Task item: Reproduce the A4e passage below word for word, beginning at "This is how" and stopping after "to work scheme.".

Page excerpt:
_ _ _

“A4e is a social purpose company with one sole aim. To improve people’s lives around the world. We do this by helping them to find work, skills, direction – or whatever it is they need.”
This is how A4e (Action 4 employment) – the company that recently finds itself central to a rapidly escalating scandal over its role in delivering successive governments’ welfare to work schemes – describes itself on the front page of its website. The firm was founded by Emma Harrison (now chair) in 1991, growing to employ four thousand people worldwide. As it has been reported, A4e has been under ‘serious’ investigation five times since 2005 relating to financial irregularities. This did not prevent it continuing to win hundreds of millions of pounds of government contracts to provide, amongst other schemes, social care, legal aid helplines, education for offenders and the aforementioned welfare to work scheme.

_ _ _

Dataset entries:
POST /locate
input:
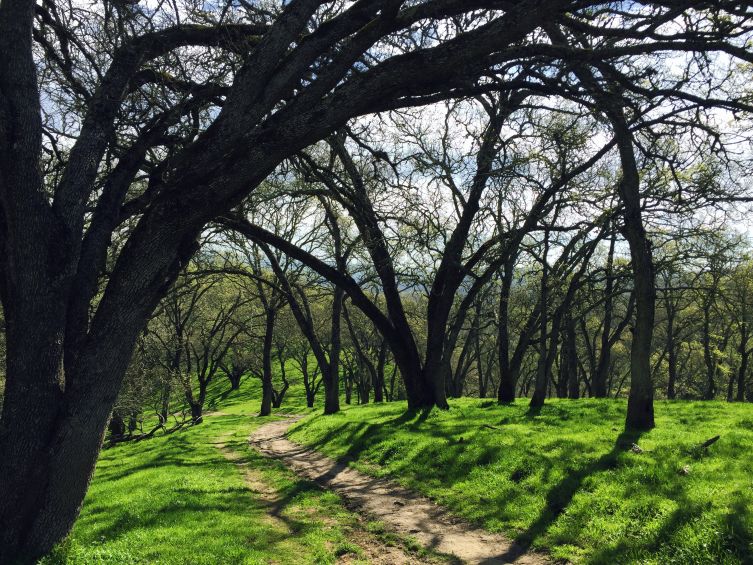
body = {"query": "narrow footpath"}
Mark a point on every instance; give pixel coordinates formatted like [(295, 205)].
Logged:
[(401, 510)]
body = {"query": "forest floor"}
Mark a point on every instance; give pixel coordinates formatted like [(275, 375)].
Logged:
[(399, 509), (203, 496), (564, 481)]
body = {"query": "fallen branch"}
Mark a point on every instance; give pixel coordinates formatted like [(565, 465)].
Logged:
[(709, 442)]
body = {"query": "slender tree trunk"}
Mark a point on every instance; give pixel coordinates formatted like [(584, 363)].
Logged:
[(266, 376), (507, 377), (671, 353), (332, 376), (573, 383), (599, 380), (379, 381), (742, 372), (542, 373)]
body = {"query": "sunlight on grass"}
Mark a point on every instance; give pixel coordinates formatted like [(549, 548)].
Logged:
[(565, 479), (176, 499)]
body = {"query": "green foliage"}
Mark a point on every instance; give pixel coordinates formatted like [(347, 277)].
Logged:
[(176, 499), (564, 479)]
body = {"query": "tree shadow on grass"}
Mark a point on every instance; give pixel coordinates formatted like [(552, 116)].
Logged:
[(559, 497)]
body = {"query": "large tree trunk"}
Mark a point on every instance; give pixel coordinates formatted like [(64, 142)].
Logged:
[(640, 413)]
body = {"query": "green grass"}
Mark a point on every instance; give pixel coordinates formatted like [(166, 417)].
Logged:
[(176, 499), (564, 479)]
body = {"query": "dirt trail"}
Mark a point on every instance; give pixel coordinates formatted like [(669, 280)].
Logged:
[(401, 510), (373, 549)]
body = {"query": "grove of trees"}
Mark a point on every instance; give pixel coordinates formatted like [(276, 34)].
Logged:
[(397, 199)]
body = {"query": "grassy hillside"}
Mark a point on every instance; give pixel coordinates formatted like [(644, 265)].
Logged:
[(565, 478), (201, 496)]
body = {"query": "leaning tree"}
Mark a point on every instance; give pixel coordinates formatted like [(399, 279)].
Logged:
[(125, 129)]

_ _ _

Result of this task:
This is how A4e (Action 4 employment) – the company that recently finds itself central to a rapidly escalating scandal over its role in delivering successive governments’ welfare to work schemes – describes itself on the front page of its website. The firm was founded by Emma Harrison (now chair) in 1991, growing to employ four thousand people worldwide. As it has been reported, A4e has been under ‘serious’ investigation five times since 2005 relating to financial irregularities. This did not prevent it continuing to win hundreds of millions of pounds of government contracts to provide, amongst other schemes, social care, legal aid helplines, education for offenders and the aforementioned welfare to work scheme.